— begin The input —

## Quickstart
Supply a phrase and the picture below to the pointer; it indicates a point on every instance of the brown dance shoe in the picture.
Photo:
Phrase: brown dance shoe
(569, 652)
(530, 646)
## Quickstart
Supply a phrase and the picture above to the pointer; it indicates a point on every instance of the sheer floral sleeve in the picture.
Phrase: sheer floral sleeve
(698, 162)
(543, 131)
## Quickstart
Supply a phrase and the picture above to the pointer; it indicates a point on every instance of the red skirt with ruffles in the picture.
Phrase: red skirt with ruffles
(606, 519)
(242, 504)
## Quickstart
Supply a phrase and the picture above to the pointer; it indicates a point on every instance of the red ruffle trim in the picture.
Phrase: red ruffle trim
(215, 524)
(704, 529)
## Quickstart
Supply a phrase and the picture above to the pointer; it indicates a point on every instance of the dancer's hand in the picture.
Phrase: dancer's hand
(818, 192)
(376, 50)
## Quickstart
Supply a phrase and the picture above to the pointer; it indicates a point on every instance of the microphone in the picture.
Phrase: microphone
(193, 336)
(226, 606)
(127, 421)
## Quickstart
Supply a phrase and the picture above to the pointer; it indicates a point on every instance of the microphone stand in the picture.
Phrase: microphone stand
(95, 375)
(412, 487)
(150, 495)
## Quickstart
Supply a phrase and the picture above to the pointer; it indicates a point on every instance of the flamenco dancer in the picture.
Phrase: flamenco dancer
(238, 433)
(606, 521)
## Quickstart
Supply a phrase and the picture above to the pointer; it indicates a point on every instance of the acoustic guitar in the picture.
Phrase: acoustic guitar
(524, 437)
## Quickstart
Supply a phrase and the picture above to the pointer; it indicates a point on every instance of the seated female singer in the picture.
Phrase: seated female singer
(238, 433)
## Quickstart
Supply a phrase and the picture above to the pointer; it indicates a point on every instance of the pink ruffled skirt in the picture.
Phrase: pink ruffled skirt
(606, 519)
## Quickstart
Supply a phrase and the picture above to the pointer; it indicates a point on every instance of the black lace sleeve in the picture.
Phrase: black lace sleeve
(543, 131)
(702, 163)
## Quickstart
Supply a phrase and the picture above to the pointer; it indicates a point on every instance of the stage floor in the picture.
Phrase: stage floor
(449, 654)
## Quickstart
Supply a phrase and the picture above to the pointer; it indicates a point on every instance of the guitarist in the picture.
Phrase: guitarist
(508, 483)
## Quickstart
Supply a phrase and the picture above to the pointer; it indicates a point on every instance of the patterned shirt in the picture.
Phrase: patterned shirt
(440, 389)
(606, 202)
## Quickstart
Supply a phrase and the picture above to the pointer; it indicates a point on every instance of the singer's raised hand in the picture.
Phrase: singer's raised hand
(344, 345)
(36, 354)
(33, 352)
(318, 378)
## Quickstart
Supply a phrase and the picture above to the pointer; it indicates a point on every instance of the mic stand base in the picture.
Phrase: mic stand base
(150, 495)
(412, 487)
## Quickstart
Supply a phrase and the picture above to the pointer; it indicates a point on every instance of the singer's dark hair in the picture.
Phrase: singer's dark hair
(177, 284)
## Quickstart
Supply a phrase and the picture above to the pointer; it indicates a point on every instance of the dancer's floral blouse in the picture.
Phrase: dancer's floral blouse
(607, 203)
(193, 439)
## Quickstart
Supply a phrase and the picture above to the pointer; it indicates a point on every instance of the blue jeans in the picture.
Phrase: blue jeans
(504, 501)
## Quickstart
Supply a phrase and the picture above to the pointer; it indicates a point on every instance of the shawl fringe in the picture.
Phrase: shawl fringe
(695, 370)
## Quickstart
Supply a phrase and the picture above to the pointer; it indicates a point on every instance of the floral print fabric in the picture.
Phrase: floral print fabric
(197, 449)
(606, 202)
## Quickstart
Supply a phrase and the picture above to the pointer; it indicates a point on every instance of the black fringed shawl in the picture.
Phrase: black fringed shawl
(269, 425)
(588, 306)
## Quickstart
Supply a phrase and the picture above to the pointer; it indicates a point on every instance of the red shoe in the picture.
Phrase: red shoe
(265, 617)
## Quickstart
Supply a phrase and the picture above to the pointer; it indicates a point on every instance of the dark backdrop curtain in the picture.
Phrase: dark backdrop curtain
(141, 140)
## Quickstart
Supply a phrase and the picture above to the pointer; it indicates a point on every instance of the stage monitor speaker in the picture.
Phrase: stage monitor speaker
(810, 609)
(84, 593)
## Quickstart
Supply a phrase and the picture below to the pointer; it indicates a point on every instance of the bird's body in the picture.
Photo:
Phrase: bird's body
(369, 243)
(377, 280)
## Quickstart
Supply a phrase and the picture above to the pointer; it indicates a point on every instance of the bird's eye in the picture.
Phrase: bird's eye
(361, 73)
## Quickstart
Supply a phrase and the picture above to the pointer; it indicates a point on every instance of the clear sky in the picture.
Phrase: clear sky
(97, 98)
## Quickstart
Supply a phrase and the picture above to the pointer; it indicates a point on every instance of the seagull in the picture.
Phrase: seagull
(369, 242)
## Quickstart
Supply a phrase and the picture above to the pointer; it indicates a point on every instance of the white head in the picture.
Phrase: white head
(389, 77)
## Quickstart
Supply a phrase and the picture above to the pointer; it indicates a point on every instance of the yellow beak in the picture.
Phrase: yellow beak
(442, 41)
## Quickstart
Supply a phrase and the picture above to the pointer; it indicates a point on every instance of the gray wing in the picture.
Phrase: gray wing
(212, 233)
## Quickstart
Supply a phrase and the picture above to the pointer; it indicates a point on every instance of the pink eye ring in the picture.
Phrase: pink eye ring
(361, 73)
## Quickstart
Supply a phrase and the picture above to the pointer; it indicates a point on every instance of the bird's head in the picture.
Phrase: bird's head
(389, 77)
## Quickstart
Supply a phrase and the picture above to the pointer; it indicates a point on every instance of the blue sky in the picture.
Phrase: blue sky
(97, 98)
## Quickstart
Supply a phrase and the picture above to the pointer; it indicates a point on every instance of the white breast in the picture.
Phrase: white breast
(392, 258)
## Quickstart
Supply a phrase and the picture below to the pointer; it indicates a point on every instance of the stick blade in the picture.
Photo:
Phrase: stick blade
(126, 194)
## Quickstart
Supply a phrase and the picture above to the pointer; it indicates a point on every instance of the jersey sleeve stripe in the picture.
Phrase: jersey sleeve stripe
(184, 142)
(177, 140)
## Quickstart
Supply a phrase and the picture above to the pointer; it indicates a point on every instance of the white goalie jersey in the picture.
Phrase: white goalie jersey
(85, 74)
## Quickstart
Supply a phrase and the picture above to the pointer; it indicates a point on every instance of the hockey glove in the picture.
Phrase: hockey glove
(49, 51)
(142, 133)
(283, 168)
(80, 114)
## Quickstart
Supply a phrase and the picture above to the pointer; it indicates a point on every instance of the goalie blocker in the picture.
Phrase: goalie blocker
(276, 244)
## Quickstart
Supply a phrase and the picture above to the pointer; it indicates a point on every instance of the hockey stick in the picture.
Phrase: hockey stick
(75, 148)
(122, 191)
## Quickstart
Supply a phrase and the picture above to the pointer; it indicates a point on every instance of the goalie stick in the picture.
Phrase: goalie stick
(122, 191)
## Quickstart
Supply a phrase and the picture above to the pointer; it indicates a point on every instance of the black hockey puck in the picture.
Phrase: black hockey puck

— end The input —

> _Exercise instructions_
Retype all of the entries precisely as they are.

> _Solution to this exercise_
## Quickstart
Supply a phrase and the picture below to the pointer; it indicates a point on every instance of the brown dance shoe in the picture.
Photo:
Phrase: brown dance shoe
(569, 652)
(530, 646)
## Quickstart
Supply a phrase and the picture above to the pointer; it indicates a point on every instance of the sheer floral sleeve in the picture.
Phrase: sheer floral sleeve
(698, 162)
(543, 131)
## Quickstart
Supply a phrase and the picture above to the pointer; it indicates a point on every instance of the red skirt with ruffles in the picture.
Phrase: red skirt with ruffles
(606, 519)
(242, 504)
## Quickstart
Supply a phrase and the picture above to the pointer; it indicates a point on every instance of the red ruffle trim in the picture.
Phrase: red ruffle trim
(215, 524)
(704, 529)
## Quickstart
Supply a phrase and the picture above to the pointer; it indicates a point on every instance of the dancer's hand in the picture.
Phrase: dancer's hand
(818, 192)
(376, 50)
## Quickstart
Supply a phrase and the picture above to the pointer; it indicates a point on every instance of the microphone in the picture.
Phrase: microphone
(193, 336)
(226, 606)
(127, 421)
## Quickstart
Supply a phrase and the picture above to the pointer; it indicates a point on every instance of the microphone stand in the picture.
Phrase: microphone stand
(95, 375)
(412, 487)
(150, 495)
## Quickstart
Supply a phrase and the picture above to the pointer; it indicates a point on every instance of the flamenco dancer in the picture.
Phrase: flamenco dancer
(238, 433)
(606, 521)
## Quickstart
Supply a phrase and the picture above to the pointer; it indicates a point on every instance of the acoustic guitar in the picture.
Phrase: acoustic guitar
(524, 437)
## Quickstart
Supply a phrase and the picture above to the pointer; it indicates a point on every instance of the seated female singer in the picture.
Phrase: seated female singer
(238, 433)
## Quickstart
Supply a phrase and the picture above to the pointer; it indicates a point on every instance of the pink ruffled skirt in the picture.
Phrase: pink ruffled skirt
(606, 519)
## Quickstart
Supply a phrase and the picture above to the pointer; it indicates a point on every instance of the black lace sleeve in the picture.
Phrase: black lace sleeve
(543, 131)
(702, 163)
## Quickstart
Supply a phrase and the picture above to the pointer; it indicates a point on every instance of the stage floor in the picture.
Phrase: stage floor
(449, 654)
## Quickstart
Supply a phrase and the picture above to the pointer; it indicates a point on every instance of the guitarist in the picture.
Phrase: guitarist
(508, 483)
## Quickstart
Supply a phrase and the picture above to the pointer; it indicates a point on every instance of the patterned shirt in the picture.
Phrase: patterned shirt
(440, 389)
(606, 202)
## Quickstart
Supply a phrase and the picture above to the pointer; it indicates a point on every instance of the singer's raised hand in the picture.
Phrase: singer's raised hand
(344, 345)
(36, 354)
(33, 352)
(318, 378)
## Quickstart
Supply a phrase and the picture above to the pointer; it indicates a point on every instance of the mic stand base in the picture.
Phrase: mic stand base
(150, 495)
(412, 487)
## Quickstart
Supply a phrase and the picture above to the pointer; it indicates a point on every instance of the singer's dark hair in the picture.
Phrase: singer's dark hair
(177, 284)
## Quickstart
Supply a phrase and the picture above to the pointer; it indicates a point on every instance of the dancer's floral blouse in the picture.
Phrase: dancer's floral blouse
(607, 203)
(193, 439)
## Quickstart
Supply a phrase and the picture above to the pointer; it indicates a point on every instance of the blue jeans in the picture.
Phrase: blue jeans
(504, 501)
## Quickstart
Supply a phrase and the picture above to the pointer; it indicates a point on every instance of the shawl fringe in the picture.
Phrase: shawl fringe
(695, 370)
## Quickstart
Supply a phrase and the picture above to the pointer; it indicates a point on every instance of the floral print fabric in the picture.
Phrase: floral print fabric
(197, 449)
(606, 202)
## Quickstart
Supply a phrase and the picture above to the pointer; it indicates a point on every instance of the black fringed shawl in the picture.
Phrase: black fringed shawl
(269, 425)
(588, 306)
## Quickstart
Supply a phrase and the picture above to the pointer; it indicates a point on every instance of the red shoe in the picture.
Phrase: red shoe
(265, 617)
## Quickstart
Supply a phrase and the picture above to the pointer; it indicates a point on every instance of the dark backdrop curtain in the picture.
Phrase: dark backdrop curtain
(141, 140)
## Quickstart
Supply a phrase and the picture above to the pointer; it indicates a point on every instance of the stage monitor speaker in the picture.
Phrase: stage monitor speaker
(810, 609)
(84, 593)
## Quickstart
Supply a phrase and the picture below to the pointer; it indicates a point on every instance of the bird's body in the picture.
Photo:
Phrase: bird's body
(369, 243)
(377, 280)
## Quickstart
Supply a phrase and the picture above to the pointer; it indicates a point on every instance of the bird's eye in the picture.
Phrase: bird's eye
(361, 73)
## Quickstart
Supply a phrase and the picture above to the pointer; it indicates a point on every instance of the clear sky in the picture.
Phrase: clear sky
(97, 98)
## Quickstart
Supply a phrase and the picture above to the pointer; it indicates a point on every instance of the seagull in the picture.
Phrase: seagull
(369, 242)
## Quickstart
Supply a phrase and the picture above to the pointer; it indicates a point on every instance of the white head in the picture.
Phrase: white head
(389, 77)
## Quickstart
Supply a phrase and the picture above to the pointer; it indicates a point on every instance of the yellow beak in the picture.
Phrase: yellow beak
(442, 41)
## Quickstart
Supply a phrase and the picture above to the pointer; it indicates a point on every instance of the gray wing in the picture.
Phrase: gray wing
(212, 233)
## Quickstart
Supply a phrase and the picture above to the pointer; it indicates a point on every instance of the pink eye ring in the picture.
Phrase: pink eye ring
(361, 73)
## Quickstart
Supply a phrase and the picture above to the pointer; it indicates a point on every instance of the bird's head in the picture.
Phrase: bird's head
(389, 77)
## Quickstart
Supply a phrase and the picture above to the pointer; it indicates a point on every instance of the blue sky in the picture.
Phrase: blue sky
(97, 98)
## Quickstart
Supply a phrase and the picture above to the pointer; it indicates a point on every instance of the white breast in the picture.
Phrase: white breast
(392, 258)
## Quickstart
Supply a phrase and the picture below to the pointer; it indicates a point on every instance of the stick blade in the picture.
Photo:
Phrase: stick blade
(126, 194)
## Quickstart
Supply a phrase and the picture above to the pointer; it indicates a point on every instance of the jersey sleeve stripe in the picture.
Phrase: jersey sleeve stripe
(184, 142)
(177, 140)
## Quickstart
Supply a phrase and the picture above to the pointer; it indicates a point on every instance of the white goalie jersey in the picture.
Phrase: white goalie jersey
(85, 74)
## Quickstart
Supply a phrase and the picture above to the pointer; it indicates a point on every instance of the hockey glove in the picture.
Phrase: hockey glove
(49, 51)
(142, 133)
(283, 168)
(80, 114)
## Quickstart
Supply a phrase and the picture above to the pointer; it indicates a point on every instance of the goalie blocker in the picture.
Phrase: goalie blocker
(276, 244)
## Quickstart
Supply a phrase and the picture above to the pointer; it indicates a point on every instance of the hockey stick in the picture.
Phrase: hockey stick
(75, 148)
(122, 191)
## Quickstart
Supply a phrase and the picture above to the pointer; it indicates a point on every instance of the goalie stick in the picture.
Phrase: goalie stick
(122, 191)
## Quickstart
Supply a phrase and the picture above to the pointer; it indicates a point on every instance of the black hockey puck in the picture.
Phrase: black hockey puck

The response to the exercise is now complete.